**EXERCISE AIM:** Transcribe the records below exactly as they appear.

**Location identification items:**
————————

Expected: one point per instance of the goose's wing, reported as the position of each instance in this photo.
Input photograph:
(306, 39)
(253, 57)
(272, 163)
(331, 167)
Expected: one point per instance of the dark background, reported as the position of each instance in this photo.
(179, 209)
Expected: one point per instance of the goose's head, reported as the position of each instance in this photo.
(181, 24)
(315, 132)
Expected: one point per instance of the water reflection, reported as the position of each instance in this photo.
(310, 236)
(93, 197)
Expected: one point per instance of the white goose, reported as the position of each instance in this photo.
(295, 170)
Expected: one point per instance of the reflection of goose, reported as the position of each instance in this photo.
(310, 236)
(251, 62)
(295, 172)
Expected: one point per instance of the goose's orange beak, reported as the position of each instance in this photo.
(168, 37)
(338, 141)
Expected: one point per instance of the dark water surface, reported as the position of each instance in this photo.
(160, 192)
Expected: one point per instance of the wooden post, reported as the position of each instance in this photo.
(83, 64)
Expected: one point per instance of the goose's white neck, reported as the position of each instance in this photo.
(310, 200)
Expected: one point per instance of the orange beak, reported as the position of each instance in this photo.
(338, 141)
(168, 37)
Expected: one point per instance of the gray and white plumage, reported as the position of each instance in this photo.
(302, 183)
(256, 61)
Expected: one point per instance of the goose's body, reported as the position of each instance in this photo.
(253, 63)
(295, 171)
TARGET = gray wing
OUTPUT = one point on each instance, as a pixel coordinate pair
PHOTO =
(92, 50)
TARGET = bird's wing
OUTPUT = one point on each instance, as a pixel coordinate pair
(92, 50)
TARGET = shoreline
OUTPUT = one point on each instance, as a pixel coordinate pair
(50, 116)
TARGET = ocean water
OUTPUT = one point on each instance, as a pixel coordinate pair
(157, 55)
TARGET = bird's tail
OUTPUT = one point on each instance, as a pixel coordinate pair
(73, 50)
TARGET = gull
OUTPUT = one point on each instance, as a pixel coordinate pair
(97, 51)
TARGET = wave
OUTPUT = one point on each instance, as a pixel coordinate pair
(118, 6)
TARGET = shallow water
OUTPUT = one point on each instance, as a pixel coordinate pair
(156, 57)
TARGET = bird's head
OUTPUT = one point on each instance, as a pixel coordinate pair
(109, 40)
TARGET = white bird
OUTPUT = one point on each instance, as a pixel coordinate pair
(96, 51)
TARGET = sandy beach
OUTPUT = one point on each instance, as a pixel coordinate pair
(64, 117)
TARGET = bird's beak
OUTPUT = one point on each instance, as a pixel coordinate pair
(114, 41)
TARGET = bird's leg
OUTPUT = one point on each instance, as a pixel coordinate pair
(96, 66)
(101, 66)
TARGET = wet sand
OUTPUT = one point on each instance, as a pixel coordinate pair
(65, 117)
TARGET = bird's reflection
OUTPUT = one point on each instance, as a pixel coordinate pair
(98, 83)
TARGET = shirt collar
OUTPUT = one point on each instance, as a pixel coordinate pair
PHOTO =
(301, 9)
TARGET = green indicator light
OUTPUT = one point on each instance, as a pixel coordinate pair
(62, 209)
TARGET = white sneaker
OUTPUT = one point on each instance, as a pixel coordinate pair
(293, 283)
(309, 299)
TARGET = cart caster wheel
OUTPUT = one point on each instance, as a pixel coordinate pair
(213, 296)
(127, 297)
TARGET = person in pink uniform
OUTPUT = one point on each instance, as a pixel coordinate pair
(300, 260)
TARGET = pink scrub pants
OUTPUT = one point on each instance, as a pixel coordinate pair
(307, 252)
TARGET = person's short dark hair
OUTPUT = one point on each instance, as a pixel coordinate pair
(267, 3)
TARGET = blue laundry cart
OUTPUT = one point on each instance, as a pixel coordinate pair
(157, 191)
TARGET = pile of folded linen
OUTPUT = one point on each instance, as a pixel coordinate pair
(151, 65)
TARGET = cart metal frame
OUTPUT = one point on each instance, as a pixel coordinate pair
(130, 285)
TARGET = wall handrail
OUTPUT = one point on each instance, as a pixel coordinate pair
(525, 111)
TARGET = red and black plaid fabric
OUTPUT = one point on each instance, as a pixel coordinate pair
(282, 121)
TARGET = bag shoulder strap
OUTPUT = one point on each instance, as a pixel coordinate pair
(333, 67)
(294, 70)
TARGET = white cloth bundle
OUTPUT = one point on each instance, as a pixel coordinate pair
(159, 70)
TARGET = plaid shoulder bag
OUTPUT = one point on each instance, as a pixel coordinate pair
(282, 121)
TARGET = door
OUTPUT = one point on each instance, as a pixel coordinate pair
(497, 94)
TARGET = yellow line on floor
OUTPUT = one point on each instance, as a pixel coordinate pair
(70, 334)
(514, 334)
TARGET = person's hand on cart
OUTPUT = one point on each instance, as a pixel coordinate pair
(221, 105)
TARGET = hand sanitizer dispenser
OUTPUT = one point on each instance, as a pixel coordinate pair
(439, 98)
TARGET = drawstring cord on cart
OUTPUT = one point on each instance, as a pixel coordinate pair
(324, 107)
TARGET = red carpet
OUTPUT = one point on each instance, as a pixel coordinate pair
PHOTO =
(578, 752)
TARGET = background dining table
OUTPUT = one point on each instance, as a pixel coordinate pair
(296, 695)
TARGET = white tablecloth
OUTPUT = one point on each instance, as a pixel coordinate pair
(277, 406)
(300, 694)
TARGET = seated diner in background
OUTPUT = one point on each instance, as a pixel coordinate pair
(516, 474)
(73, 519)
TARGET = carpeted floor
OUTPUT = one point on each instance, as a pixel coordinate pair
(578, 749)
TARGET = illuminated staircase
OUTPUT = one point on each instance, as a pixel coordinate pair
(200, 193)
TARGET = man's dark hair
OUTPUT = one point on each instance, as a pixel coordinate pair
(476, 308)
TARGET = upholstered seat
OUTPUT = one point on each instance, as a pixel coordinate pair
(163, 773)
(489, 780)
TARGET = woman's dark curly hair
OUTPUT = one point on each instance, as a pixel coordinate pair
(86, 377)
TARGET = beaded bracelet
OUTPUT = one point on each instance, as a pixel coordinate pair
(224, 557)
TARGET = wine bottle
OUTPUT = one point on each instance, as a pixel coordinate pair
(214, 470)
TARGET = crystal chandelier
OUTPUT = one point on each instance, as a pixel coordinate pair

————————

**FULL ANSWER:**
Expected: one point per instance of the goose's wing, reported as the position of each instance in this photo.
Input photograph:
(306, 39)
(253, 57)
(272, 163)
(331, 167)
Expected: one point per instance of the dark background, reported as the position of each instance in this photo.
(179, 209)
Expected: one point per instance of the goose's head, reported as the position of each instance in this photo.
(181, 24)
(315, 132)
Expected: one point per instance of the water reflection, reported as the position of each instance in this photo.
(310, 236)
(93, 197)
Expected: one point per instance of the white goose, reported as the position of each instance in this photo.
(295, 170)
Expected: one point per instance of the reflection of goose, reported as the position of each instance in this photo.
(310, 236)
(251, 62)
(295, 172)
Expected: one point per instance of the goose's orange beak, reported as the position of each instance in this photo.
(168, 37)
(338, 141)
Expected: one point per instance of the dark water surface, reported as the position of each instance in this photo.
(160, 192)
Expected: one point per instance of the wooden post, reported as the position of each instance in this photo.
(83, 64)
Expected: one point per instance of the goose's white neck, reported as the position of each instance in this photo.
(310, 200)
Expected: one point per instance of the orange beak, reported as the position of each instance in this photo.
(338, 141)
(168, 37)
Expected: one point per instance of the gray and white plumage, reported as the position of each instance in this photo.
(302, 183)
(256, 61)
Expected: one point per instance of the goose's body, reported as the position of each instance in this photo.
(253, 63)
(295, 171)
TARGET = gray wing
OUTPUT = one point on each instance, as a pixel coordinate pair
PHOTO =
(92, 50)
TARGET = bird's wing
OUTPUT = one point on each instance, as a pixel coordinate pair
(92, 50)
TARGET = shoreline
OUTPUT = one point on each instance, as a pixel coordinate pair
(50, 116)
TARGET = ocean water
OUTPUT = one point on each instance, as a pixel coordinate pair
(157, 55)
TARGET = bird's tail
OUTPUT = one point on each instance, as a pixel coordinate pair
(73, 50)
TARGET = gull
OUTPUT = one point on each instance, as a pixel coordinate pair
(97, 51)
TARGET = wave
OUTPUT = one point on each instance, as a pixel coordinate pair
(118, 6)
TARGET = shallow water
OUTPUT = one point on each instance, as a pixel coordinate pair
(156, 57)
TARGET = bird's head
OUTPUT = one point on each instance, as a pixel coordinate pair
(109, 40)
TARGET = white bird
OUTPUT = one point on each instance, as a pixel coordinate pair
(96, 51)
TARGET = sandy beach
OUTPUT = one point on each instance, as a pixel coordinate pair
(64, 117)
TARGET = bird's beak
OUTPUT = one point on each instance, as a pixel coordinate pair
(114, 41)
TARGET = bird's leg
OUTPUT = one point on each instance, as a pixel coordinate pair
(96, 66)
(101, 66)
TARGET = wet sand
OUTPUT = one point on each instance, as a pixel coordinate pair
(65, 117)
TARGET = bird's reflection
OUTPUT = one point on each instance, as a pixel coordinate pair
(98, 83)
TARGET = shirt collar
OUTPUT = one point on each instance, as a pixel coordinate pair
PHOTO =
(301, 9)
TARGET = green indicator light
OUTPUT = one point on each instance, as a pixel coordinate pair
(62, 209)
TARGET = white sneaker
OUTPUT = one point on each instance, as a pixel coordinate pair
(293, 283)
(309, 299)
TARGET = cart caster wheel
OUTPUT = one point on each instance, as a pixel coordinate pair
(213, 296)
(127, 297)
TARGET = person in pink uniform
OUTPUT = one point on each instance, as a pixel coordinate pair
(300, 260)
TARGET = pink scrub pants
OUTPUT = one point on each instance, as a pixel coordinate pair
(307, 252)
TARGET = person's short dark hair
OUTPUT = one point on each instance, as a pixel coordinate pair
(267, 3)
TARGET = blue laundry cart
OUTPUT = one point on each instance, as a pixel coordinate pair
(157, 191)
TARGET = pile of folded linen
OUTPUT = one point on each instance, as a pixel coordinate pair
(151, 65)
TARGET = cart metal frame
OUTPUT = one point on each instance, as a pixel coordinate pair
(130, 285)
TARGET = wall handrail
OUTPUT = one point on each instance, as a pixel coordinate pair
(525, 111)
TARGET = red and black plaid fabric
OUTPUT = one point on each instance, as a pixel coordinate pair
(282, 121)
TARGET = bag shoulder strap
OUTPUT = one point on each instance, as a pixel coordinate pair
(333, 67)
(294, 70)
TARGET = white cloth bundle
OUTPUT = one point on each instance, as a pixel coordinate pair
(159, 70)
TARGET = plaid shoulder bag
OUTPUT = one point on each instance, as a pixel coordinate pair
(282, 121)
TARGET = door
OUTPUT = one point on each instance, as a pixel coordinate pair
(497, 94)
TARGET = yellow line on floor
OUTPUT = one point on each instance, as a pixel coordinate pair
(70, 334)
(514, 334)
TARGET = person's hand on cart
OUTPUT = one point on each instance, as a pixel coordinate pair
(221, 105)
TARGET = hand sanitizer dispenser
OUTPUT = one point on each instance, as a pixel coordinate pair
(439, 98)
TARGET = drawstring cord on cart
OUTPUT = one point on each instance, as a pixel coordinate pair
(324, 107)
TARGET = red carpet
OUTPUT = one point on each instance, as a pixel coordinate pair
PHOTO =
(578, 752)
TARGET = background dining table
OUTPUT = one point on each instance, as a pixel coordinate pair
(296, 695)
TARGET = white tablecloth
OUTPUT = one point on each instance, as a pixel coordinate pair
(277, 406)
(300, 694)
TARGET = seated diner in background
OUTPUT = one point on each instance, as a pixel coordinate pair
(516, 474)
(73, 519)
TARGET = carpeted floor
OUTPUT = one point on each instance, as a pixel coordinate pair
(578, 749)
TARGET = illuminated staircase
OUTPUT = one point on each instance, as a pixel coordinate pair
(200, 193)
TARGET = man's dark hair
OUTPUT = one point on each instance, as a pixel coordinate pair
(476, 308)
TARGET = upholstered seat
OUTPUT = one point on each instance, as a pixel coordinate pair
(163, 773)
(489, 780)
TARGET = woman's dark curly hair
OUTPUT = one point on each instance, as a pixel coordinate pair
(86, 377)
TARGET = beaded bracelet
OUTPUT = one point on each instance, as a pixel coordinate pair
(224, 557)
TARGET = wine bottle
OUTPUT = one point on each instance, as a pixel coordinate pair
(214, 470)
TARGET = crystal chandelier
OUTPUT = one point on each instance, as a pixel coordinate pair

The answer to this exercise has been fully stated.